Dans le livre des Proverbes comme dans tant d'autres il faut distinguer la "couverture" tardive (chap. 1--9 / 31) de l'intérieur, qui est lui-même plus manifestement composite que le "corps" d'autres "livres bibliques": non seulement les "proverbes" sont des maximes ou des aphorismes le plus souvent déconnectés les uns des autres, mais ils sont encore explicitement classés dans plusieurs "collections" distinctes avec des titres spécifiques (Salomon 10,1, Salomon-Ezéchias 25,1, Agur 30,1), outre les passages dont l'analyse littéraire suggère une provenance distincte (notamment égyptienne, Sagesse d'Amenémopé etc.).

◆ Consignes écrites ◆
• a. Répétez le passage sur les Proverbes mot pour mot : commencez aux mots « Dans le livre » et arrêtez-vous après « Sagesse d'Amenémopé etc.). ».
• b. D'après le passage sur les Proverbes, pourquoi l'intérieur de ce livre est-il plus manifestement composite que le corps d'autres livres bibliques ? Répondez en une à trois phrases.
• c. Pouvez-vous reprendre le passage sur les Proverbes après sa dernière phrase et le poursuivre ?

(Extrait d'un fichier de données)
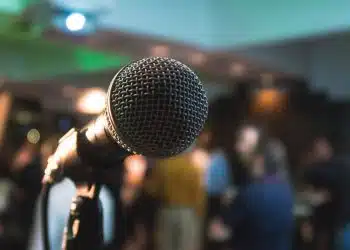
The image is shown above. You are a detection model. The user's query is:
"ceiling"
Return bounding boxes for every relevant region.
[0,0,350,90]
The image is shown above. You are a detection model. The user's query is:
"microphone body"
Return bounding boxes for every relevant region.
[44,57,208,183]
[43,57,208,250]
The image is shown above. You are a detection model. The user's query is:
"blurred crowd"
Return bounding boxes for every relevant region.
[0,119,350,250]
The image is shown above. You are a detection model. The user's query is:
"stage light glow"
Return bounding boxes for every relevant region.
[66,13,86,31]
[77,89,106,114]
[27,128,40,144]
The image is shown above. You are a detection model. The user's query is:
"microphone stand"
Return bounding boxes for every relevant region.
[62,183,103,250]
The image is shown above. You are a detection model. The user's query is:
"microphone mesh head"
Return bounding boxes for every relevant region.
[106,57,208,157]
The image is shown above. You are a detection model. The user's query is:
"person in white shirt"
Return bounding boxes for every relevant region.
[28,179,115,250]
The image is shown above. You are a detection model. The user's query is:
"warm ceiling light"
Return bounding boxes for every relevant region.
[62,85,77,98]
[230,63,246,76]
[77,89,106,114]
[151,45,169,57]
[189,52,207,65]
[66,13,86,31]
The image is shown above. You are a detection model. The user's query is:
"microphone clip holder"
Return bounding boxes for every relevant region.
[62,183,103,250]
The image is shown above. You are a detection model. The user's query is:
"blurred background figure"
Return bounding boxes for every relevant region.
[212,125,294,250]
[305,137,350,249]
[145,147,205,250]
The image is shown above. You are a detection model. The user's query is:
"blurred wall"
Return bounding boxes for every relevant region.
[235,34,350,99]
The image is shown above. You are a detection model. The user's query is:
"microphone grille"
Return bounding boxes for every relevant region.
[107,57,208,157]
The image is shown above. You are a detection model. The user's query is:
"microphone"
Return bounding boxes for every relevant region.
[44,57,208,183]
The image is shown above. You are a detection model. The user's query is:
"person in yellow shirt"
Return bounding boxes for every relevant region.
[145,151,206,250]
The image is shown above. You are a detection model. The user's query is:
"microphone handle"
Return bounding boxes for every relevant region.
[62,184,103,250]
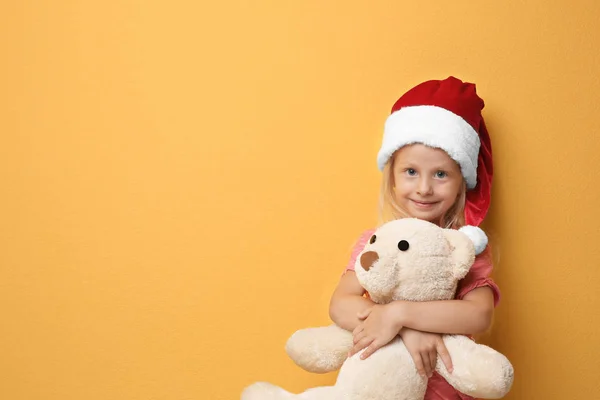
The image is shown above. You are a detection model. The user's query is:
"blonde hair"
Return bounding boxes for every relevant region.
[379,156,467,229]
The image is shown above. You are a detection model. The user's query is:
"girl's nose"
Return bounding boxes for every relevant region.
[417,178,433,196]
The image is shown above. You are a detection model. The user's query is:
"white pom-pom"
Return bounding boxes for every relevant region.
[459,225,487,255]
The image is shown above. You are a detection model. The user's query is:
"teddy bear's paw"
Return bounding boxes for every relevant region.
[436,336,514,399]
[285,325,353,374]
[241,382,294,400]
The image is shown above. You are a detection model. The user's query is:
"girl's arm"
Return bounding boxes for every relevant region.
[329,271,375,331]
[389,286,494,335]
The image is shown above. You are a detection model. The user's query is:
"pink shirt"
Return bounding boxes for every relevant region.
[344,229,500,400]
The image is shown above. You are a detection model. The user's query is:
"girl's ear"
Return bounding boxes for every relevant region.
[444,229,475,280]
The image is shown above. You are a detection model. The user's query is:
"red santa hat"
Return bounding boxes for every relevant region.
[377,76,493,226]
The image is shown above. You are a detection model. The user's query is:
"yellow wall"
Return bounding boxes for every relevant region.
[0,0,600,400]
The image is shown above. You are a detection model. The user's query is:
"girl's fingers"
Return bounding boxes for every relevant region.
[360,340,381,360]
[411,353,427,377]
[421,353,431,378]
[348,337,373,357]
[353,330,366,344]
[356,307,371,319]
[436,339,454,373]
[429,350,437,378]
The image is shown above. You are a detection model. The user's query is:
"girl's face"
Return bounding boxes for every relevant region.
[392,144,463,225]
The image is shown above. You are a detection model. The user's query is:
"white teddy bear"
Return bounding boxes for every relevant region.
[242,218,513,400]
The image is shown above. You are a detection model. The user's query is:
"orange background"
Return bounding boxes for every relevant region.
[0,0,600,400]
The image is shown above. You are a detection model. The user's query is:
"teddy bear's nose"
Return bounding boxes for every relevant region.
[360,251,379,271]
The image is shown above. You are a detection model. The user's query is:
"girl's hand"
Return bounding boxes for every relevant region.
[400,328,452,378]
[348,303,402,360]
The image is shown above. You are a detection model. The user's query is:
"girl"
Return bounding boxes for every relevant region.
[329,77,500,400]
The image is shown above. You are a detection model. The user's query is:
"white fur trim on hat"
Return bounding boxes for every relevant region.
[377,106,481,189]
[459,225,488,255]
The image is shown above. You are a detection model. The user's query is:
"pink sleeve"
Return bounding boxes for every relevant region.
[344,229,375,273]
[456,246,500,307]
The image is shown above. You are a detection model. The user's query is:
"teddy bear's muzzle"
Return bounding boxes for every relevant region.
[360,251,379,271]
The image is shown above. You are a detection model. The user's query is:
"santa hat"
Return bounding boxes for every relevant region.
[377,76,493,226]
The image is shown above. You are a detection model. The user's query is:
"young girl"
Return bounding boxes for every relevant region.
[329,77,500,400]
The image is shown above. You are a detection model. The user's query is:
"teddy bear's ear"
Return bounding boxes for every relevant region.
[444,229,475,279]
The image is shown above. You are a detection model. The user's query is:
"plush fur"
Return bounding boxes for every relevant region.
[242,218,513,400]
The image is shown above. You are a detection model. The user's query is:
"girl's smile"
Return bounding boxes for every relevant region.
[393,144,463,224]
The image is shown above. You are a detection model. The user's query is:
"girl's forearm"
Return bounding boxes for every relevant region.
[394,300,493,335]
[329,294,375,331]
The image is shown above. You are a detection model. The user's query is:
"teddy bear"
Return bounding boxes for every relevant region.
[241,218,514,400]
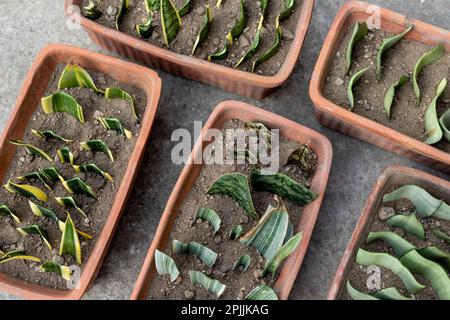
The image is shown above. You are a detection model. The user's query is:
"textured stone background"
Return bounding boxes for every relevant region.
[0,0,450,299]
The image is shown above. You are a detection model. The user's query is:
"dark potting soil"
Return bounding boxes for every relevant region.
[0,64,146,289]
[324,27,450,152]
[83,0,302,75]
[340,186,450,300]
[148,120,317,300]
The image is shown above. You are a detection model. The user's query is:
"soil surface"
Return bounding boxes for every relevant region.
[324,27,450,152]
[341,186,450,300]
[0,65,146,289]
[148,120,317,300]
[83,0,302,75]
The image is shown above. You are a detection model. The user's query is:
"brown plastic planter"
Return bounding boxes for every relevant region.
[0,45,161,299]
[309,1,450,172]
[65,0,315,99]
[131,101,333,300]
[327,167,450,300]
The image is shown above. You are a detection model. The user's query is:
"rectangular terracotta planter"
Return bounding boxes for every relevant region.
[131,101,333,299]
[309,1,450,172]
[65,0,315,99]
[0,45,161,299]
[327,166,450,300]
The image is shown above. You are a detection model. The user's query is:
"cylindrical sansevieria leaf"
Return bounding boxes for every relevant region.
[9,140,53,162]
[41,92,84,123]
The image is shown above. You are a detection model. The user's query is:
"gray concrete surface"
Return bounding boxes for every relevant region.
[0,0,450,299]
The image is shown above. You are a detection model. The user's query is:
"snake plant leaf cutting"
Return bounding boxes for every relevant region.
[383,185,450,220]
[59,214,81,264]
[413,44,445,106]
[194,208,221,234]
[189,271,227,298]
[206,173,258,219]
[250,169,317,206]
[347,67,370,111]
[41,261,72,281]
[41,92,84,123]
[233,254,252,273]
[263,232,303,278]
[356,249,425,294]
[160,0,181,46]
[345,22,369,73]
[97,117,133,139]
[228,224,244,241]
[105,87,138,119]
[424,78,447,144]
[155,249,180,282]
[0,204,20,223]
[9,140,53,162]
[80,140,114,163]
[4,180,48,201]
[400,250,450,300]
[73,163,113,181]
[191,5,212,56]
[244,285,278,301]
[172,240,218,268]
[384,76,409,119]
[58,64,105,94]
[377,26,414,81]
[227,0,247,45]
[16,224,52,250]
[31,129,73,143]
[386,214,425,240]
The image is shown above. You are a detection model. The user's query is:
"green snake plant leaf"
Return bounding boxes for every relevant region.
[41,92,84,123]
[16,224,52,250]
[172,240,218,268]
[366,231,417,257]
[206,173,258,219]
[0,204,20,223]
[377,26,414,81]
[356,249,425,294]
[189,271,227,298]
[250,169,317,206]
[400,250,450,300]
[347,67,370,111]
[263,232,303,278]
[41,261,72,281]
[386,214,425,240]
[234,17,264,68]
[160,0,181,46]
[73,163,113,181]
[81,0,102,20]
[383,185,450,220]
[59,214,81,264]
[228,224,244,241]
[233,254,252,273]
[345,22,369,73]
[227,0,247,45]
[4,180,48,201]
[244,285,278,301]
[155,249,180,282]
[384,76,409,119]
[194,208,221,234]
[97,117,133,139]
[58,64,105,94]
[413,44,445,106]
[105,87,138,119]
[239,198,289,260]
[9,140,53,162]
[191,5,212,56]
[80,140,114,163]
[424,78,447,144]
[31,129,73,143]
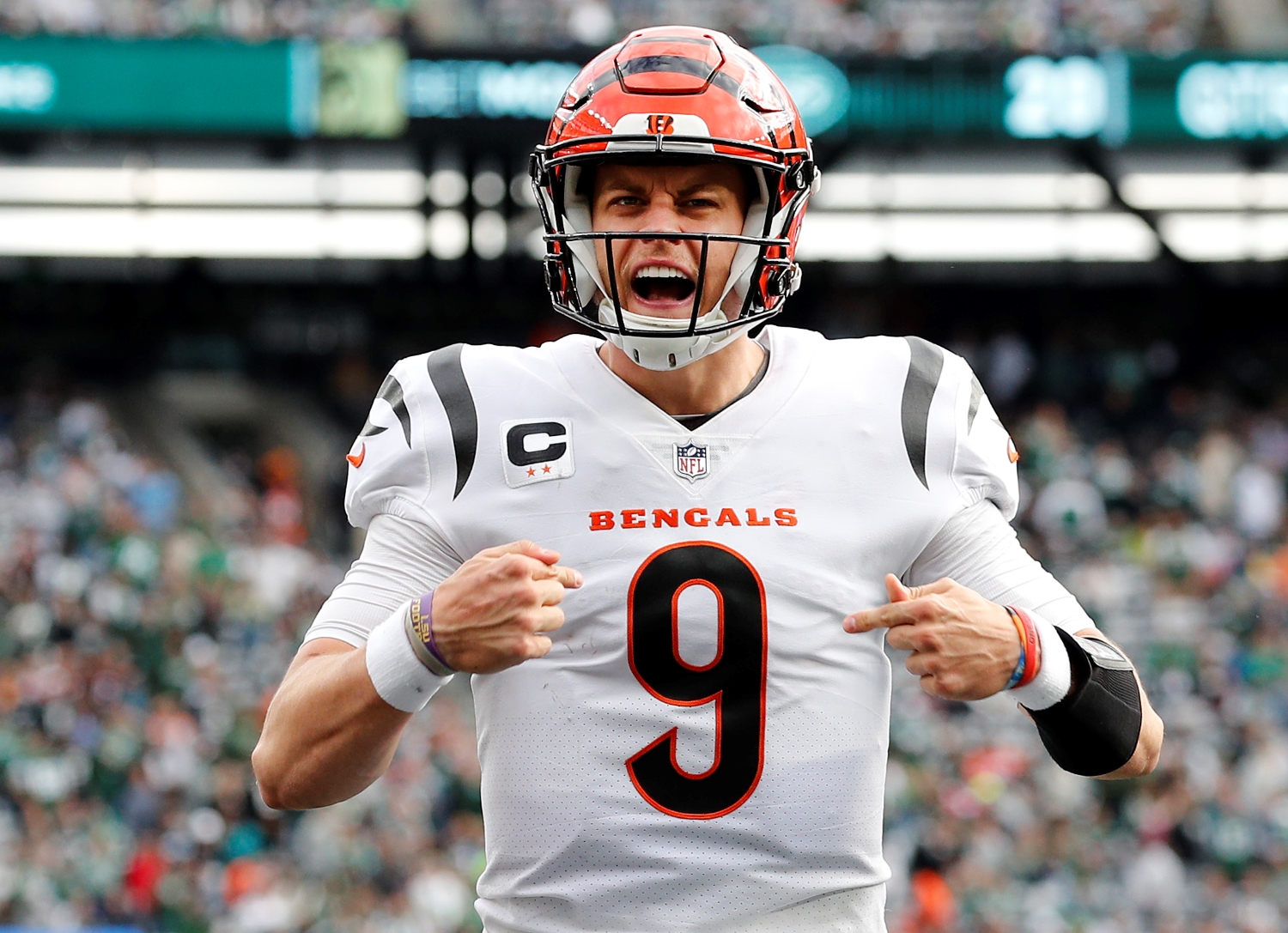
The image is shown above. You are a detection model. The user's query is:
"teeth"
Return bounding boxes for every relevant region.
[635,265,690,279]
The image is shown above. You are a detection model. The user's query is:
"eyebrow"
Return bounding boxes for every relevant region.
[599,181,737,198]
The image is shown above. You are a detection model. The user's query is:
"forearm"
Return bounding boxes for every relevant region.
[1078,628,1163,781]
[252,639,411,809]
[907,502,1163,779]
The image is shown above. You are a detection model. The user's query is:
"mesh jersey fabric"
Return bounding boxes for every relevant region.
[312,327,1018,933]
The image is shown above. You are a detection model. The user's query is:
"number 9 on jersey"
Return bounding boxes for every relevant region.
[626,541,769,820]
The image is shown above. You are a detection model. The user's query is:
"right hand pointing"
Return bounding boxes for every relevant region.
[430,541,582,675]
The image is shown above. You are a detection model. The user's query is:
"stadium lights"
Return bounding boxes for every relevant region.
[814,171,1109,211]
[1118,171,1288,211]
[1158,214,1288,263]
[425,168,471,207]
[0,165,425,207]
[798,212,1158,263]
[471,211,507,258]
[0,207,425,258]
[425,208,471,258]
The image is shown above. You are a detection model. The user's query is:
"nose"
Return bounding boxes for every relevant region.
[641,196,680,243]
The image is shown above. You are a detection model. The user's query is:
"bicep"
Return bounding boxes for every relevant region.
[906,500,1097,634]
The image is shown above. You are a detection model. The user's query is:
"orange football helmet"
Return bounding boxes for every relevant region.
[531,26,819,369]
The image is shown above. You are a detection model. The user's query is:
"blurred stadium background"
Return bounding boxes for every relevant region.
[0,0,1288,933]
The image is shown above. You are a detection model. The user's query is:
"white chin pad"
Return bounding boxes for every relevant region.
[599,299,750,372]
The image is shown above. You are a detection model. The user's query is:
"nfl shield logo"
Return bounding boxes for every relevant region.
[675,443,708,482]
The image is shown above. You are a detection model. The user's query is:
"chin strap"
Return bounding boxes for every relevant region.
[599,299,755,372]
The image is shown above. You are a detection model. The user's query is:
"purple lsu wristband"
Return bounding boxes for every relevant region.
[407,590,456,677]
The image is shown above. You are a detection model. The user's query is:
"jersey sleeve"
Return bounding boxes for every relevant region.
[344,356,430,528]
[945,353,1020,521]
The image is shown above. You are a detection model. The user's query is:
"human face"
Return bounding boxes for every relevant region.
[590,162,749,318]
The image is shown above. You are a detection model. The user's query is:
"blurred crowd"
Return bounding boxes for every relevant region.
[886,336,1288,933]
[12,336,1288,933]
[0,392,483,933]
[0,0,1220,55]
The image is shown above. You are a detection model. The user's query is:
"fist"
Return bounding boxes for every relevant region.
[841,574,1020,700]
[432,541,582,675]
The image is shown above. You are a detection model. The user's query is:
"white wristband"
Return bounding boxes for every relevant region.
[1010,611,1072,709]
[368,601,451,713]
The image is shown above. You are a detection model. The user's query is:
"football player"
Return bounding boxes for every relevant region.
[254,27,1162,933]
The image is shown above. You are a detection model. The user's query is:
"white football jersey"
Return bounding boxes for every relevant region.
[347,327,1018,933]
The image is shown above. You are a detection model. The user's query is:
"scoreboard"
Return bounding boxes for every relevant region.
[0,36,1288,147]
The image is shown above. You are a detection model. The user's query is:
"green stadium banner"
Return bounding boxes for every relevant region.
[0,36,319,136]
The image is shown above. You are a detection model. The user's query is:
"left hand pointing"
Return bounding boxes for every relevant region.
[841,574,1020,700]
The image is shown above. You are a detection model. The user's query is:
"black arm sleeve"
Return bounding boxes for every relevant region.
[1030,628,1141,778]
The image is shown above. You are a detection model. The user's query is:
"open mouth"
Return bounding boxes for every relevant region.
[631,265,696,304]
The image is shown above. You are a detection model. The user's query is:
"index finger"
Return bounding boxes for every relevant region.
[479,541,559,564]
[841,601,919,632]
[532,564,585,590]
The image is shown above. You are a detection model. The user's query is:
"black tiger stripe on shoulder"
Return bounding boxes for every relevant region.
[425,343,479,500]
[358,373,411,446]
[899,337,945,489]
[966,373,984,433]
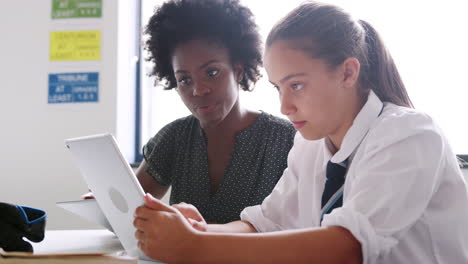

◆ Résultats des consignes ◆
• a.
Dans le livre des Proverbes comme dans tant d'autres il faut distinguer la "couverture" tardive (chap. 1--9 / 31) de l'intérieur, qui est lui-même plus manifestement composite que le "corps" d'autres "livres bibliques": non seulement les "proverbes" sont des maximes ou des aphorismes le plus souvent déconnectés les uns des autres, mais ils sont encore explicitement classés dans plusieurs "collections" distinctes avec des titres spécifiques (Salomon 10,1, Salomon-Ezéchias 25,1, Agur 30,1), outre les passages dont l'analyse littéraire suggère une provenance distincte (notamment égyptienne, Sagesse d'Amenémopé etc.).

• b. Les proverbes sont le plus souvent des maximes ou des aphorismes sans lien les uns avec les autres. Ils sont aussi classés explicitement en plusieurs collections distinctes, chacune avec son titre (Salomon en 10,1, Salomon-Ezéchias en 25,1, Agur en 30,1). S'y ajoutent des passages dont l'analyse littéraire suggère une provenance distincte, notamment égyptienne.

• c.
Plus généralement, la sagesse ancienne ne s'occupe pas du tout de "salut" au sens chrétien du terme (au-delà de la mort, immortalité de l'âme, résurrection, jugement dernier etc.), cette notion n'apparaît distinctement dans la littérature juive qu'à l'époque hellénistique, même si elle se fonde en partie sur un héritage perse un peu plus ancien. Son horizon c'est la bonne vie ou le bonheur, dans le cadre d'une vie naturelle qui ne songe pas à nier la mort ni à en triompher, et où il s'agit simplement d'en tirer le meilleur parti. C'est encore vrai chez Qohéleth, quoique cette perspective se durcisse et se fasse plus polémique face aux tendances eschatologiques du judaïsme tardif -- dans les Proverbes en général c'est encore une évidence paisible, parce qu'incontestée.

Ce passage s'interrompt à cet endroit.